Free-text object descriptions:
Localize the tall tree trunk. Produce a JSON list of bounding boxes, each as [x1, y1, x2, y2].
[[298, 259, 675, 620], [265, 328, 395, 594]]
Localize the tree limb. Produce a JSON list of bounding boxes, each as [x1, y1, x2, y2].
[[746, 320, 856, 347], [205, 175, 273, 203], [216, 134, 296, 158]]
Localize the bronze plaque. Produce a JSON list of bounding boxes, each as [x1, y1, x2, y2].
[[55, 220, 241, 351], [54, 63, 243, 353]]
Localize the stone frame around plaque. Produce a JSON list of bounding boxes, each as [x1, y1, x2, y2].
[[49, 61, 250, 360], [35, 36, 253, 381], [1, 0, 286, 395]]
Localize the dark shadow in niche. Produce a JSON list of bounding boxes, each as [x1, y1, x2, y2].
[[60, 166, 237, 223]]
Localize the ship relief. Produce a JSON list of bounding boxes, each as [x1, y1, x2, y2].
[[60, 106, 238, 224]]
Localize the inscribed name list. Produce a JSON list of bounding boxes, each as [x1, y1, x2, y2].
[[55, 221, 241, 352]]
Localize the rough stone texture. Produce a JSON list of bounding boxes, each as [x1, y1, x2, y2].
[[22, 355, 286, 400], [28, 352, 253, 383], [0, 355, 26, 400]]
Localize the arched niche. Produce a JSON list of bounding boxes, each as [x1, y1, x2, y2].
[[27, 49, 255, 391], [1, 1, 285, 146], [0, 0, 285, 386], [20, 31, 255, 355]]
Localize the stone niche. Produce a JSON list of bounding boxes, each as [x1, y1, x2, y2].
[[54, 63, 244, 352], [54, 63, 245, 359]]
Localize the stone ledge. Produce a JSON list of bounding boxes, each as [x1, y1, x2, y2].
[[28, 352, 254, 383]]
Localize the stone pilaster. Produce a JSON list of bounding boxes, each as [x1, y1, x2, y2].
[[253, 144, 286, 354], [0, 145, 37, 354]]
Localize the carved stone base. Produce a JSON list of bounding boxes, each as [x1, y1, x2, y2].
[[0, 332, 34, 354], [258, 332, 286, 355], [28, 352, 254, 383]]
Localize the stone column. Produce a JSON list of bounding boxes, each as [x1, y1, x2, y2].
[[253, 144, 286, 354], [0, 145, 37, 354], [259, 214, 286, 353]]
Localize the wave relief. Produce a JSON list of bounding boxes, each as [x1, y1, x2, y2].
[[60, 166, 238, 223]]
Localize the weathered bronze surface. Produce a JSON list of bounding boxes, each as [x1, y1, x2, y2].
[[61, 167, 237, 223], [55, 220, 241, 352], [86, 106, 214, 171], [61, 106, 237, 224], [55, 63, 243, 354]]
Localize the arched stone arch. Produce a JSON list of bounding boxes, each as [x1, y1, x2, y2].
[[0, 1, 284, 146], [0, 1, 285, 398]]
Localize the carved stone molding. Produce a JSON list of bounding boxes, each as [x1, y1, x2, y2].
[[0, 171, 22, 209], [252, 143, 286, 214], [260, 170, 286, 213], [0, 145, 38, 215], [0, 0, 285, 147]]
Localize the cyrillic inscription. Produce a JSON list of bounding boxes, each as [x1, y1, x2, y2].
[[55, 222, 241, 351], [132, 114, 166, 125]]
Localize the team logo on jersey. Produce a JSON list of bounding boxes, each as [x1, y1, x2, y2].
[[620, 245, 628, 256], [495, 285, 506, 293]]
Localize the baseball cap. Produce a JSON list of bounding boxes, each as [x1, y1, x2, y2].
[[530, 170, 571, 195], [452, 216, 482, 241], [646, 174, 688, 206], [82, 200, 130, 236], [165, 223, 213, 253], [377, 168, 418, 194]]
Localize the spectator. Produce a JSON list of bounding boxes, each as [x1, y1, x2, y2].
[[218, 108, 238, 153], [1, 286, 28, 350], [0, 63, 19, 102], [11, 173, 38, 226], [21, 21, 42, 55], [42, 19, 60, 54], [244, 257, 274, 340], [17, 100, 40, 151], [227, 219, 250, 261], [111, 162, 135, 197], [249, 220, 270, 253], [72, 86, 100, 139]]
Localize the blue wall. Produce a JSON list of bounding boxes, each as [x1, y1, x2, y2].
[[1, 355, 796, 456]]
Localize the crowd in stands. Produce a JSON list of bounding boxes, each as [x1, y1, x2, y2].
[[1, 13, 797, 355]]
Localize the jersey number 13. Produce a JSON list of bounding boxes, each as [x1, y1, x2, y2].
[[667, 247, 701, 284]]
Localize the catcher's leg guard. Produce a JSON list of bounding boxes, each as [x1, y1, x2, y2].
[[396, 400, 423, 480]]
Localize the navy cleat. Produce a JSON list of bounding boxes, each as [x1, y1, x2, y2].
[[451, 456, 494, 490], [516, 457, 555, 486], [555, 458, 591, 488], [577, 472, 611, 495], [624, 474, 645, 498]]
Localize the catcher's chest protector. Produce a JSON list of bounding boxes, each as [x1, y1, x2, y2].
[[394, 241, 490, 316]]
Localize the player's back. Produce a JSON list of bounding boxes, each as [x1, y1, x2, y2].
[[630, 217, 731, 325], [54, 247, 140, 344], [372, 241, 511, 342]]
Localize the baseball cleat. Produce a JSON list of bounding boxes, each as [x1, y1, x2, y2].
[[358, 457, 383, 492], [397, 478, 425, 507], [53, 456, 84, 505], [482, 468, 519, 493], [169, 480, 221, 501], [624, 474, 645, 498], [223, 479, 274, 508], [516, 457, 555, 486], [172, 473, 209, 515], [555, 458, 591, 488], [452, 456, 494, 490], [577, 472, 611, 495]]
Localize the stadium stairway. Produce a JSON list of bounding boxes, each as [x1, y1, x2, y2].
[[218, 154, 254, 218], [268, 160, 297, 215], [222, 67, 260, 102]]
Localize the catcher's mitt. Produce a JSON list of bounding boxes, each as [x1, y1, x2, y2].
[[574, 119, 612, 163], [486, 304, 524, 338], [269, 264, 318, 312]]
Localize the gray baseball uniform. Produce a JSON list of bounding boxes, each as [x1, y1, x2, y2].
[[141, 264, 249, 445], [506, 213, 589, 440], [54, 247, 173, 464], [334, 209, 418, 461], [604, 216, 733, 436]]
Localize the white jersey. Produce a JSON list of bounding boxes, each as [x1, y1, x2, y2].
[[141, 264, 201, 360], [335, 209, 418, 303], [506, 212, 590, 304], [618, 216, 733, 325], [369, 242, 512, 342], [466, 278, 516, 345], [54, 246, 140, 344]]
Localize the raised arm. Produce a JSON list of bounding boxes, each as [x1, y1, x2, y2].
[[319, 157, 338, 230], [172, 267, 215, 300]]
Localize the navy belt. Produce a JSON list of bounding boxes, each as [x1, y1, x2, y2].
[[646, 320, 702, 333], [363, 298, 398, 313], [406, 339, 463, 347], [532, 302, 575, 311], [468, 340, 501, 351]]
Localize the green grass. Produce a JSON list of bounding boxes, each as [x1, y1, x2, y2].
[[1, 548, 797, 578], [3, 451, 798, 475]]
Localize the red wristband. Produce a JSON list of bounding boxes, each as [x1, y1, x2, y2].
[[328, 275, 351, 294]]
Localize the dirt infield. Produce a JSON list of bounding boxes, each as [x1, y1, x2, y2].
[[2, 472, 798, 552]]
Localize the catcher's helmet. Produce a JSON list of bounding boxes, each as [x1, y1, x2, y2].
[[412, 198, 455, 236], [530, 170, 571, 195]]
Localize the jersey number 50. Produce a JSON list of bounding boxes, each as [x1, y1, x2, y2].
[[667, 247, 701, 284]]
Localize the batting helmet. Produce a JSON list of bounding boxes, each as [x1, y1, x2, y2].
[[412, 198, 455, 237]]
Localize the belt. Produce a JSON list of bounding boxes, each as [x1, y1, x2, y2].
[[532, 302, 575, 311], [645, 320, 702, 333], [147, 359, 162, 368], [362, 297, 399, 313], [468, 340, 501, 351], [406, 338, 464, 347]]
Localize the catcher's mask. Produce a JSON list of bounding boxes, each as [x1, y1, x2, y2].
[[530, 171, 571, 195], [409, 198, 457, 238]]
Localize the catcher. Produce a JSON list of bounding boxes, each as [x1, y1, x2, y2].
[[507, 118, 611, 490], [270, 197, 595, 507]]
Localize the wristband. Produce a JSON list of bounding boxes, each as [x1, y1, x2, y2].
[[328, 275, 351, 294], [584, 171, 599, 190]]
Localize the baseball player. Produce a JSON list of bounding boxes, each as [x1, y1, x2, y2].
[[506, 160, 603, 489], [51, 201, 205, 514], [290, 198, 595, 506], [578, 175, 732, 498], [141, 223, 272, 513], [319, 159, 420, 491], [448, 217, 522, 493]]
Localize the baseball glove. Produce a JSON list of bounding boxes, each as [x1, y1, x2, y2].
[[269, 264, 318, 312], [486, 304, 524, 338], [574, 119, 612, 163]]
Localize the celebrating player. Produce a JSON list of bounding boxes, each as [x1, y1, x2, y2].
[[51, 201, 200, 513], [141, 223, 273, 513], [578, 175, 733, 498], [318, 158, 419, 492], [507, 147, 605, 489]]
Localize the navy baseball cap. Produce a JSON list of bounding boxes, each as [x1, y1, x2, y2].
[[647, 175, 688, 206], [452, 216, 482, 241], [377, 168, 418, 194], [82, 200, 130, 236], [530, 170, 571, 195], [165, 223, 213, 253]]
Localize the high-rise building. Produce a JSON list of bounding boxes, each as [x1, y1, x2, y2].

What you should do:
An exact restatement of the lines from the one with "Localize the navy baseball" through the last line of the data is the only acceptable answer.

Reply to the exercise:
Localize the navy baseball cap. Produce a JSON list of bounding boxes, each as [x1, y1, x2, y2].
[[647, 175, 688, 206], [452, 216, 482, 241], [377, 168, 418, 194], [82, 200, 130, 236], [530, 170, 571, 195], [165, 223, 213, 253]]
Localize the high-rise building. Produce a JSON list of bounding boxes, each as [x1, y1, x2, y2].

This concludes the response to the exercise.